ACTION ITEM –
Determine the number of lines in the data that include the word "clicks", and write only that number.

EXTRACTED MATERIAL –

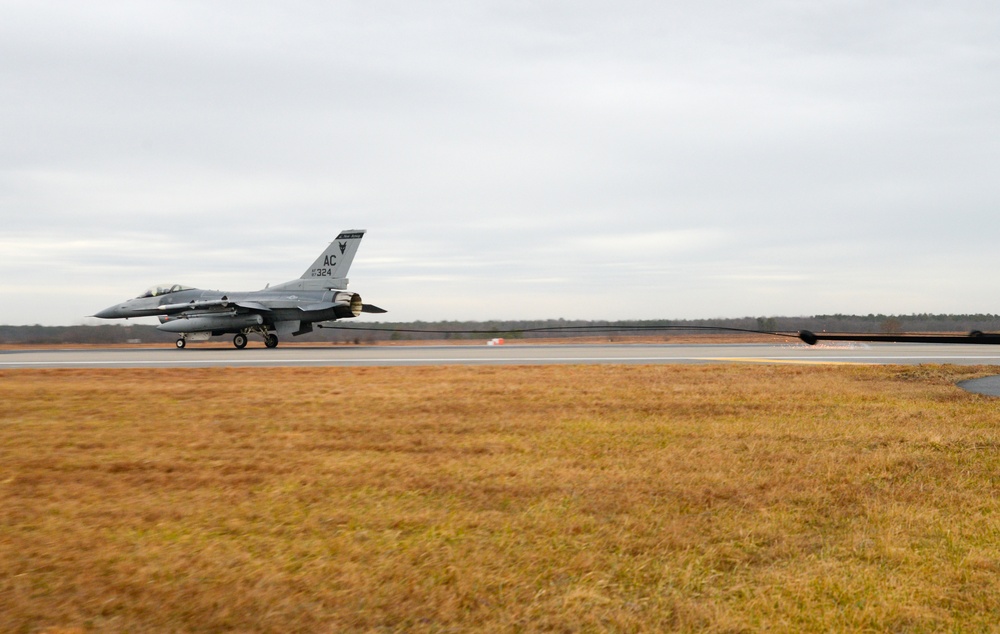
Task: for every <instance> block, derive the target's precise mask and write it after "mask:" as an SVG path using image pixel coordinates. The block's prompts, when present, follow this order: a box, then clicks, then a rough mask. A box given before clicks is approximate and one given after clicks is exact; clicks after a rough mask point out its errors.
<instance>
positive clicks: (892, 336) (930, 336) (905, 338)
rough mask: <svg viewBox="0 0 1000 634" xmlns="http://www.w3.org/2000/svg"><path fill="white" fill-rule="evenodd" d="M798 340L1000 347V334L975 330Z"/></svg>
mask: <svg viewBox="0 0 1000 634" xmlns="http://www.w3.org/2000/svg"><path fill="white" fill-rule="evenodd" d="M798 334H799V339H801V340H802V341H804V342H806V343H808V344H809V345H810V346H812V345H815V344H816V343H817V342H819V341H872V342H885V343H965V344H976V345H1000V334H989V333H984V332H979V331H978V330H975V331H973V332H970V333H969V334H967V335H930V334H927V335H921V334H899V335H852V334H843V333H835V334H827V333H819V334H817V333H814V332H811V331H809V330H800V331H799V333H798Z"/></svg>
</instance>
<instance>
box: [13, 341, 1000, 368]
mask: <svg viewBox="0 0 1000 634" xmlns="http://www.w3.org/2000/svg"><path fill="white" fill-rule="evenodd" d="M579 363H583V364H595V363H604V364H613V363H624V364H651V363H652V364H660V363H668V364H669V363H673V364H696V363H701V364H706V363H792V364H835V363H855V364H858V363H860V364H904V365H916V364H926V363H943V364H959V365H1000V346H987V345H978V346H977V345H954V344H952V345H947V344H942V345H937V344H893V343H887V344H878V343H872V344H855V343H835V344H820V345H816V346H807V345H805V344H799V343H788V344H606V345H519V344H514V345H510V344H508V345H503V346H485V345H480V346H399V347H394V346H329V345H328V346H315V347H301V346H295V347H284V348H282V347H278V348H275V349H267V348H264V347H262V346H261V347H253V344H251V347H248V348H245V349H243V350H237V349H235V348H209V347H202V348H199V347H198V345H197V344H190V345H189V346H188V347H187V348H186V349H184V350H177V349H173V348H149V347H146V348H144V347H141V346H136V347H135V348H109V349H101V348H90V349H66V350H53V349H49V350H4V351H0V369H17V368H204V367H282V366H301V367H305V366H314V367H339V366H420V365H526V364H527V365H545V364H579Z"/></svg>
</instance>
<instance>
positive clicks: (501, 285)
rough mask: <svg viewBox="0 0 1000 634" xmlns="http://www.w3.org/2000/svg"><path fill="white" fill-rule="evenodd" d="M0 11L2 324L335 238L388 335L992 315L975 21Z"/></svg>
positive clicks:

COMPLETED TASK –
4